• The request
In the passage on labor unrest in China, by how much was Honda forced to increase workers' pay after the walkout at its plant?

• Quoted text
2. Labor Unrest in China

Labor unrests in China are mostly localized and usually characterized as “defensive”. Workers demand most often for immediate wage rise. A research analysis of 308 strike cases verdict indicates that from 2008 to 2014 more than a half of strikes argues for a rise in salary. Yet, cases of strikes in China are scattered among pieces of news report without any official data collection. China Labour Bulletin 2011 estimated that roughly 30,000 strikes and protests by workers occurred in 2009 alone (Elfstrom 2014). A recent peak in labor unrest was in 2010, when labor disputes and strikes concentratedly took place. Among the incidents are the well-known cases of employee suicides at Taiwan-owned enterprise Foxconn and a series of strikes in Honda. After hundreds of workers walked off the job at a Honda plant for two weeks, Honda was forced to increase workers’ pay by up to 32 percent. Similarly, Foxconn announced a 70 percent pay rise after worker suicides raised questions about working conditions at the factory (Ward 2010). In addition, during the “summer strike wave” in 2010, the Shanghai- and Suzhou-centred Yangtze River Delta, the Pearl River Delta and the Dalian-centred Liaoning region all experienced interest-based strike actions that called for the increase of wages and benefits (Chang 2015).The database of the Supreme People’s Court shows a marked increase in lawsuits over “dispatch work” in basic-level courts: from 59 cases in 2012 to 1255 cases in 2014 (Chan 2019).

• Data excerpt
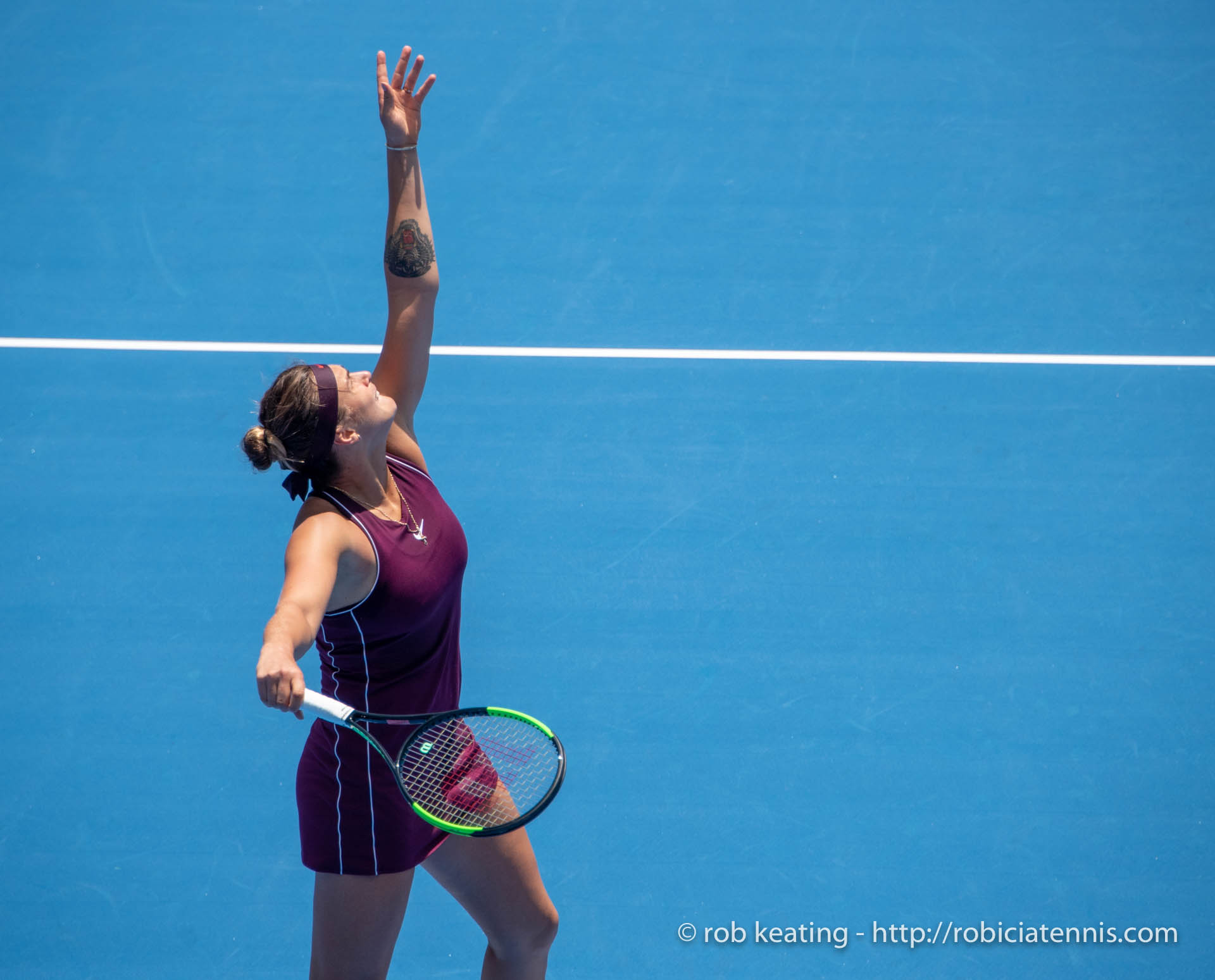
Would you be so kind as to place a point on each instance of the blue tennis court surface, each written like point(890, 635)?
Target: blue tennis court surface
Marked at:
point(836, 644)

• Expected output
By up to 32 percent.